Brief: Every entry below needs to be copied exactly.

START Study material

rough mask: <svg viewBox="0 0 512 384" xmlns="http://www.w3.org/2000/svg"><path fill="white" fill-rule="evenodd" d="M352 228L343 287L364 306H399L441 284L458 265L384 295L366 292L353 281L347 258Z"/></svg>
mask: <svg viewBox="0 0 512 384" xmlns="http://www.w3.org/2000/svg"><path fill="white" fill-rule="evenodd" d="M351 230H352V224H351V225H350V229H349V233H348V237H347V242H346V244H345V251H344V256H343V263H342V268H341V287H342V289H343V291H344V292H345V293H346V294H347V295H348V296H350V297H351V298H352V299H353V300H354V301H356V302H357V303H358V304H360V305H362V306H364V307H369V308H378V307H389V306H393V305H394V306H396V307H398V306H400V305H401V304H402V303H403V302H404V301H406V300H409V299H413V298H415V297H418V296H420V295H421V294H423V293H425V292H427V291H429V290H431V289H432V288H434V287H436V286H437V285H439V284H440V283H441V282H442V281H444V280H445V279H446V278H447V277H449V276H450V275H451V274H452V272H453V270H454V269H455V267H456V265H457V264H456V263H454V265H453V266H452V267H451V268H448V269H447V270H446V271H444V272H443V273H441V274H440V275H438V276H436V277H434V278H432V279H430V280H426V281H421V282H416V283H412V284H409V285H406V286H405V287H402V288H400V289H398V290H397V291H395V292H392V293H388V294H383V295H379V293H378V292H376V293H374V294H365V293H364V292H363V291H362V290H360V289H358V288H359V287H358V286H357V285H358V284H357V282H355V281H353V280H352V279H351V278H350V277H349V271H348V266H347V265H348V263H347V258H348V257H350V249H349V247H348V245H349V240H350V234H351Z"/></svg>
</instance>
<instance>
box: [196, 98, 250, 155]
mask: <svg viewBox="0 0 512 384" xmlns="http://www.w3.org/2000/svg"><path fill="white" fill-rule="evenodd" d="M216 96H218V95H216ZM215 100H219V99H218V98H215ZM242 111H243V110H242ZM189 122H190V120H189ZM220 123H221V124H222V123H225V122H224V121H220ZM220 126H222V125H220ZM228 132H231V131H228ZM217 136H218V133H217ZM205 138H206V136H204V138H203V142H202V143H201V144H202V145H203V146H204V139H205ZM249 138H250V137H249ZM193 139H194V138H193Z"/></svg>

END Study material

Answer to this task:
rough mask: <svg viewBox="0 0 512 384" xmlns="http://www.w3.org/2000/svg"><path fill="white" fill-rule="evenodd" d="M352 228L343 287L364 306H399L441 284L458 265L384 295L366 292L353 281L347 258Z"/></svg>
mask: <svg viewBox="0 0 512 384" xmlns="http://www.w3.org/2000/svg"><path fill="white" fill-rule="evenodd" d="M351 230H352V224H351V225H350V229H349V233H348V237H347V242H346V244H345V251H344V256H343V263H342V268H341V287H342V289H343V291H344V292H345V293H346V294H347V295H348V296H350V297H351V298H352V299H353V300H354V301H356V302H357V303H358V304H360V305H362V306H364V307H369V308H378V307H389V306H393V305H394V306H396V307H398V306H400V305H401V304H402V303H403V302H404V301H406V300H409V299H413V298H415V297H418V296H420V295H421V294H423V293H425V292H427V291H429V290H431V289H432V288H434V287H436V286H437V285H439V284H440V283H441V282H442V281H444V280H445V279H446V278H447V277H449V276H450V275H451V274H452V272H453V270H454V269H455V267H456V265H457V264H456V263H454V265H453V266H452V267H451V268H448V269H447V270H446V271H444V272H443V273H441V274H440V275H438V276H436V277H434V278H432V279H430V280H426V281H421V282H416V283H412V284H409V285H406V286H405V287H402V288H400V289H398V290H397V291H395V292H392V293H388V294H383V295H379V293H378V292H376V293H374V294H365V293H364V292H363V291H362V290H360V289H358V288H359V287H358V286H357V285H358V284H357V282H355V281H353V280H352V279H351V278H350V277H349V271H348V266H347V265H348V263H347V258H348V257H350V249H349V247H348V245H349V240H350V234H351Z"/></svg>
</instance>
<instance>
box: [196, 98, 250, 155]
mask: <svg viewBox="0 0 512 384" xmlns="http://www.w3.org/2000/svg"><path fill="white" fill-rule="evenodd" d="M216 96H218V95H216ZM215 100H219V99H218V98H215ZM242 111H243V110H242ZM189 122H190V120H189ZM220 123H221V124H222V123H225V122H224V121H220ZM220 126H222V125H220ZM228 132H231V131H228ZM217 136H218V133H217ZM205 138H206V136H204V138H203V142H202V143H201V144H202V145H203V146H204V139H205ZM249 138H250V137H249ZM193 139H194V138H193Z"/></svg>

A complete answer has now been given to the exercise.